-- START Record excerpts --

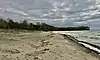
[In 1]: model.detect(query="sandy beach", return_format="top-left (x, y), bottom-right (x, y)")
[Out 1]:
top-left (0, 29), bottom-right (100, 60)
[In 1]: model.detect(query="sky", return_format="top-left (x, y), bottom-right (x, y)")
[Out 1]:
top-left (0, 0), bottom-right (100, 29)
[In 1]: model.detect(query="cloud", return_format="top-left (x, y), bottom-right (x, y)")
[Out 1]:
top-left (0, 0), bottom-right (100, 29)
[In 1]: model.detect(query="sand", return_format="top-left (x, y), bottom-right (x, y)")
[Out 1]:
top-left (0, 29), bottom-right (100, 60)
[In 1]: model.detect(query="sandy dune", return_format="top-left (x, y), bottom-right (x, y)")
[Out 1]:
top-left (0, 30), bottom-right (100, 60)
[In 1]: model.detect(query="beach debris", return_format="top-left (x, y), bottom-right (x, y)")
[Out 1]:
top-left (3, 49), bottom-right (20, 54)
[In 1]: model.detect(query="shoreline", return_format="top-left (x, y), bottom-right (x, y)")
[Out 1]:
top-left (59, 33), bottom-right (100, 58)
top-left (0, 30), bottom-right (100, 60)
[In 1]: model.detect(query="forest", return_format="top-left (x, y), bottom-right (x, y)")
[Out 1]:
top-left (0, 18), bottom-right (90, 31)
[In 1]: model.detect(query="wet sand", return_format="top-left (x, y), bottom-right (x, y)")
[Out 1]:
top-left (0, 29), bottom-right (100, 60)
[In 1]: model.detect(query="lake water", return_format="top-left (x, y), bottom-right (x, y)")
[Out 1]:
top-left (54, 30), bottom-right (100, 53)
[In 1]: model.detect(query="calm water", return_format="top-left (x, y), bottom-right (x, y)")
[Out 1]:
top-left (53, 30), bottom-right (100, 46)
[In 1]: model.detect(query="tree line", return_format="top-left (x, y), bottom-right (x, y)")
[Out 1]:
top-left (0, 18), bottom-right (90, 31)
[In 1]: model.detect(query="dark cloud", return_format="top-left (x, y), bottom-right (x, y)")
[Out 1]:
top-left (0, 0), bottom-right (100, 27)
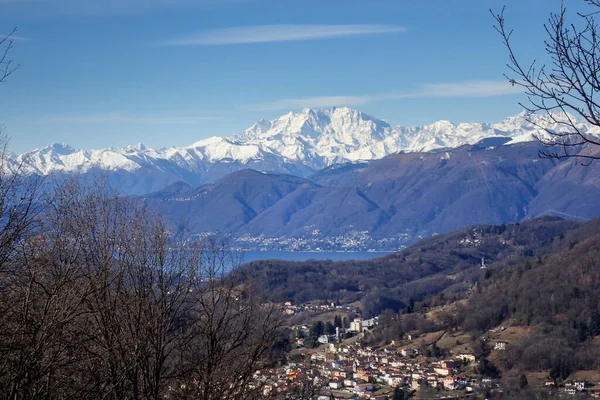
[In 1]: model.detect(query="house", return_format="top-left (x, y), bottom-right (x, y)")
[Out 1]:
top-left (350, 318), bottom-right (362, 332)
top-left (317, 335), bottom-right (329, 344)
top-left (344, 379), bottom-right (356, 387)
top-left (329, 380), bottom-right (344, 389)
top-left (456, 353), bottom-right (476, 362)
top-left (400, 348), bottom-right (418, 357)
top-left (433, 367), bottom-right (452, 376)
top-left (356, 383), bottom-right (373, 392)
top-left (362, 318), bottom-right (377, 329)
top-left (494, 340), bottom-right (509, 351)
top-left (440, 360), bottom-right (462, 368)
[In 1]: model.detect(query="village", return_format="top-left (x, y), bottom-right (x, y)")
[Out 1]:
top-left (255, 304), bottom-right (600, 400)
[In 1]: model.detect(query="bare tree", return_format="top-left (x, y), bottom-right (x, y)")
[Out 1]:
top-left (491, 0), bottom-right (600, 164)
top-left (0, 27), bottom-right (19, 83)
top-left (0, 180), bottom-right (282, 400)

-- END Record excerpts --

■ What is required: Repeat each entry exactly as it appears; skip any picture.

■ The output:
[In 1]: model.detect(query="sandy beach", return_format="top-left (x, y), bottom-right (x, y)")
[Out 1]:
top-left (0, 29), bottom-right (100, 60)
[In 1]: model.detect(query="sky", return_format="top-left (x, y), bottom-right (x, y)")
[Out 1]:
top-left (0, 0), bottom-right (100, 29)
[In 1]: model.detect(query="cloud", return_format="top-left (x, y), bottom-right (x, y)")
[Out 1]:
top-left (0, 0), bottom-right (100, 29)
[In 1]: model.detect(query="sand", return_format="top-left (x, y), bottom-right (x, y)")
[Out 1]:
top-left (0, 29), bottom-right (100, 60)
[In 1]: model.detect(query="sandy dune", return_format="top-left (x, y), bottom-right (x, y)")
[Out 1]:
top-left (0, 30), bottom-right (100, 60)
[In 1]: model.detect(query="beach debris", return_format="top-left (x, y), bottom-right (x, y)")
[Out 1]:
top-left (3, 49), bottom-right (20, 54)
[In 1]: model.detect(query="shoreline", return_format="top-left (x, y), bottom-right (x, y)")
[Out 1]:
top-left (59, 33), bottom-right (100, 58)
top-left (0, 30), bottom-right (100, 60)
[In 1]: model.detect(query="forest", return_format="top-left (x, y), bottom-right (x, y)")
[Out 1]:
top-left (0, 18), bottom-right (90, 31)
[In 1]: model.detect(query="wet sand", return_format="top-left (x, y), bottom-right (x, y)")
[Out 1]:
top-left (0, 29), bottom-right (100, 60)
[In 1]: model.detect(query="lake water", return_format="top-left (x, y), bottom-right (x, y)")
[Out 1]:
top-left (54, 30), bottom-right (100, 53)
[In 1]: model.detect(query="calm water", return_format="top-left (x, y), bottom-right (x, y)")
[Out 1]:
top-left (53, 30), bottom-right (100, 46)
[In 1]: model.detect(query="tree line", return_format="top-left (x, y), bottom-right (x, y)")
[Out 1]:
top-left (0, 18), bottom-right (90, 31)
[In 1]: model.detect(query="dark cloud", return_format="top-left (x, y), bottom-right (x, y)")
[Out 1]:
top-left (0, 0), bottom-right (100, 27)
[In 1]: model.detect(query="house", return_format="top-left (x, y), bottom-right (x, y)")
[Out 1]:
top-left (350, 318), bottom-right (362, 332)
top-left (317, 335), bottom-right (329, 344)
top-left (344, 379), bottom-right (356, 387)
top-left (329, 380), bottom-right (344, 389)
top-left (456, 353), bottom-right (476, 362)
top-left (400, 348), bottom-right (418, 357)
top-left (433, 367), bottom-right (452, 376)
top-left (356, 383), bottom-right (373, 392)
top-left (362, 318), bottom-right (377, 329)
top-left (494, 340), bottom-right (509, 351)
top-left (440, 360), bottom-right (462, 368)
[In 1]: model.detect(query="village", return_format="top-left (x, y), bottom-right (x, y)")
[Out 1]:
top-left (255, 304), bottom-right (600, 400)
[In 1]: model.detect(query="bare tree", return_format="top-left (x, y), bottom-right (x, y)")
[Out 1]:
top-left (491, 0), bottom-right (600, 164)
top-left (0, 27), bottom-right (19, 83)
top-left (0, 180), bottom-right (282, 400)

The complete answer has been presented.